**TEXTO DADO**
· · · · · · ·
Aunque me gradué de economista, toda mi carrera profesional estuvo ligada a la docencia universitaria, la televisión, la radio y los periódicos (digitales, concretamente). Soy, en términos muy coloquiales, un periodista por chiripa, y ya llevo quince años metido en esto.

En todo este tiempo, hay dos cosas que me llamaron la atención. Primero, el trato que reciben aquellos periodistas que osan criticar lo políticamente correcto, ni hablar del desprestigio que sufren aquellos que se declaran católicos, conservadores o derechistas. Y segundo, la repetición del mismo libreto informativo y político casi a nivel global (era como ver la misma película, pero con diferentes actores).

Lentamente, fui armando el rompecabezas. Entendí que los grandes medios, al contrario de la creencia popular, no informan, tampoco cuestionan, sino que amplifican el mensaje de los poderosos. Son panegiristas del poder. Y si hay un fenómeno que nos muestra esto en su máxima magnitud es la pandemia del COVID-19.

Vamos aclarando algo: no soy negacionista de la existencia del virus, tampoco un antivacunas. El COVID-19 existe, sin dudas.

¿Quién gana con todo el terror generado?

El 11 de marzo del 2020, la Organización Mundial de la Salud (OMS) declaró una nueva pandemia global. Periodistas, políticos de todo signo y casi todos los gobernantes del mundo lo aceptaron. El distanciamiento social se volvió un dogma incuestionable y, puesto que las reuniones estaban prohibidas, las personas empezamos a hablar en redes, a compartir en redes, a «vivir» en redes. Se inicio la costumbre de salir a los balcones de nuestras casas a cantar Resistiré. Los medios de comunicación nos llenaban la pantalla con estadísticas de contagios y muertos. Nadie sabía nada a ciencia cierta. El mundo entero fue paralizado. El caos había comenzado.
· · · · · · ·
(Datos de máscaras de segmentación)
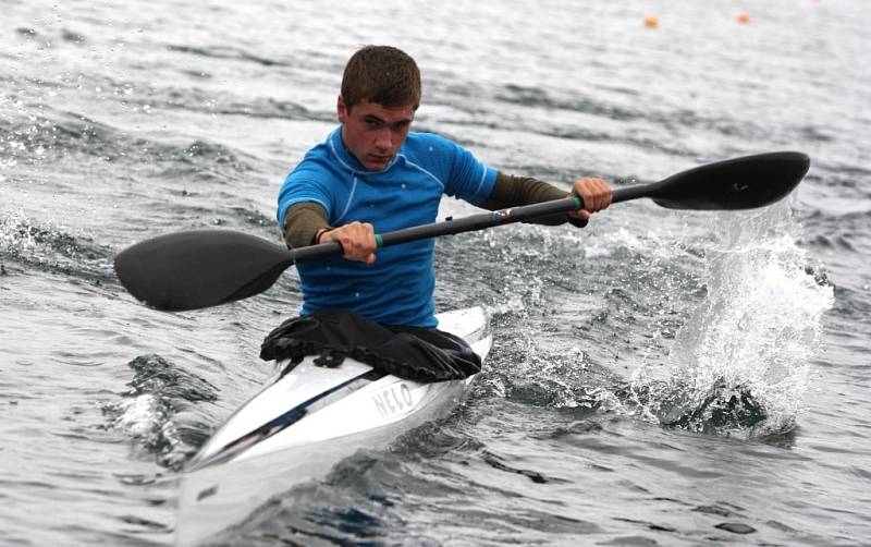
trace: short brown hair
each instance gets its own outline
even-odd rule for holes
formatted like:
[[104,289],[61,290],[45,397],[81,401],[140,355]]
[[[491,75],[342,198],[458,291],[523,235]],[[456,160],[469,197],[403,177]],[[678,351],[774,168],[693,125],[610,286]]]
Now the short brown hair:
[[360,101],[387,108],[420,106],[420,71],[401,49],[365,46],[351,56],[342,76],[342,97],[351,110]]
· · · · · · ·
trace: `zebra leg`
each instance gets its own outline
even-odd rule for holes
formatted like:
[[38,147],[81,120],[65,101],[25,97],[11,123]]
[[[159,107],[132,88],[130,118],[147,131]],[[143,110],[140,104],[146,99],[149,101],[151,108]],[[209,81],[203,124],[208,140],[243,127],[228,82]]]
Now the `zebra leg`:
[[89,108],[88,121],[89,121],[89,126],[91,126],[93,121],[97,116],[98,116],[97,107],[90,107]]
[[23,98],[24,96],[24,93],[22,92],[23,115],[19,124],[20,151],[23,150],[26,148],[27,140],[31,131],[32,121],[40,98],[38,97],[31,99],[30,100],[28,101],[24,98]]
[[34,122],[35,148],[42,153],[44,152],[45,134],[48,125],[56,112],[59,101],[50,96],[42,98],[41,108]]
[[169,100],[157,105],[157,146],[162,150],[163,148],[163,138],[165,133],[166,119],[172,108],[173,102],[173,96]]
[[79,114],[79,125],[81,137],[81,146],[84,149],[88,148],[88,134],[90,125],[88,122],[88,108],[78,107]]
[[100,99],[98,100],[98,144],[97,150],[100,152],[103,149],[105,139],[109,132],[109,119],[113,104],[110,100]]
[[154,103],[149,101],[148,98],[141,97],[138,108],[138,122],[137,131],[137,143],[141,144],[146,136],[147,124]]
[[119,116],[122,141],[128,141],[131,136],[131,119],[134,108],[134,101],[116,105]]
· · · · · · ·
**TAREA**
Convierte en una lista breve el párrafo del texto que comienza con «El 11 de marzo del 2020» y conserva sus datos principales. Para esto basta con el texto.

**RESULTADO**
- El 11 de marzo de 2020 la OMS declaró una nueva pandemia global, y periodistas, políticos y casi todos los gobernantes lo aceptaron.
- El distanciamiento social se volvió un dogma incuestionable. Como las reuniones estaban prohibidas, la gente empezó a hablar, compartir y «vivir» en redes.
- Surgió la costumbre de salir a los balcones a cantar Resistiré.
- Los medios llenaban la pantalla con estadísticas de contagios y muertos.
- Nadie sabía nada a ciencia cierta, el mundo quedó paralizado y comenzó el caos.